= Segmentation dataset excerpts =
::::
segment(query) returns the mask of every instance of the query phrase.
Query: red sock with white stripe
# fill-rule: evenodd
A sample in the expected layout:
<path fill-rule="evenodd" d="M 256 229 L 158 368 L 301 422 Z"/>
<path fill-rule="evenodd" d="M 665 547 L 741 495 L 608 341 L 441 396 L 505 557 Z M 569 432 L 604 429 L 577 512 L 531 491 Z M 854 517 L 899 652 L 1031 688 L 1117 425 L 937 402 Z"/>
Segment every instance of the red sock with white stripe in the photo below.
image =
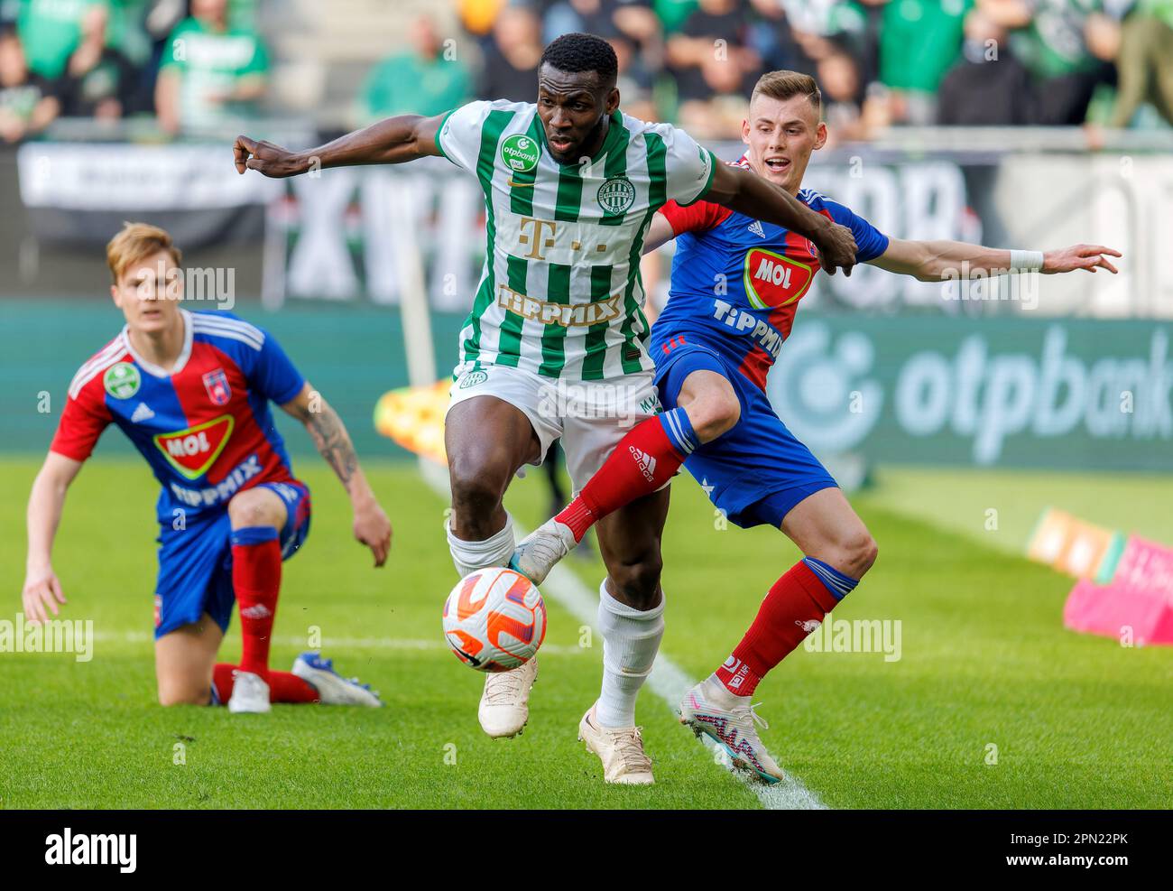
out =
<path fill-rule="evenodd" d="M 825 576 L 826 571 L 838 578 Z M 835 593 L 832 593 L 830 585 L 838 587 Z M 836 573 L 821 560 L 799 560 L 767 592 L 733 655 L 713 676 L 732 694 L 752 695 L 766 673 L 818 628 L 854 586 L 854 579 Z"/>
<path fill-rule="evenodd" d="M 582 541 L 586 529 L 609 513 L 650 495 L 672 479 L 697 445 L 684 409 L 640 421 L 619 440 L 578 497 L 554 519 L 570 527 L 575 541 Z"/>
<path fill-rule="evenodd" d="M 232 589 L 240 608 L 240 670 L 269 680 L 269 646 L 282 587 L 282 547 L 272 526 L 232 531 Z M 273 700 L 276 702 L 276 700 Z"/>
<path fill-rule="evenodd" d="M 240 666 L 230 666 L 226 662 L 217 662 L 212 669 L 212 686 L 216 688 L 216 701 L 226 703 L 232 698 L 232 673 L 239 671 Z M 308 681 L 298 677 L 290 671 L 269 673 L 269 701 L 270 702 L 319 702 L 317 688 Z"/>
::::
Reproduce the entries above word for word, but omit the images.

segment(query) returns the mask of every instance of the query phrase.
Query: red sock with white stripe
# fill-rule: evenodd
A sample in the expected layout:
<path fill-rule="evenodd" d="M 256 229 L 158 368 L 301 422 Z"/>
<path fill-rule="evenodd" d="M 665 547 L 741 495 L 608 341 L 441 396 L 505 557 Z M 569 432 L 604 429 L 577 512 L 531 491 Z M 854 517 L 899 652 L 1031 688 L 1117 425 L 937 402 Z"/>
Segment every instance of the red sock with white stripe in the photo below.
image =
out =
<path fill-rule="evenodd" d="M 825 576 L 826 571 L 838 578 Z M 835 593 L 832 593 L 830 585 L 838 587 Z M 836 573 L 821 560 L 799 560 L 767 592 L 733 655 L 713 676 L 732 694 L 752 695 L 766 673 L 818 628 L 854 586 L 854 579 Z"/>
<path fill-rule="evenodd" d="M 582 541 L 586 529 L 609 513 L 650 495 L 672 479 L 697 445 L 684 409 L 640 421 L 619 440 L 578 497 L 554 519 L 570 527 L 575 541 Z"/>
<path fill-rule="evenodd" d="M 232 589 L 240 608 L 240 670 L 269 680 L 269 646 L 282 587 L 282 547 L 272 526 L 232 531 Z M 273 700 L 276 702 L 276 700 Z"/>
<path fill-rule="evenodd" d="M 240 666 L 230 666 L 226 662 L 217 662 L 212 669 L 212 686 L 216 688 L 216 701 L 226 703 L 232 698 L 232 673 L 239 671 Z M 308 681 L 298 677 L 290 671 L 269 673 L 269 701 L 270 702 L 319 702 L 317 688 Z"/>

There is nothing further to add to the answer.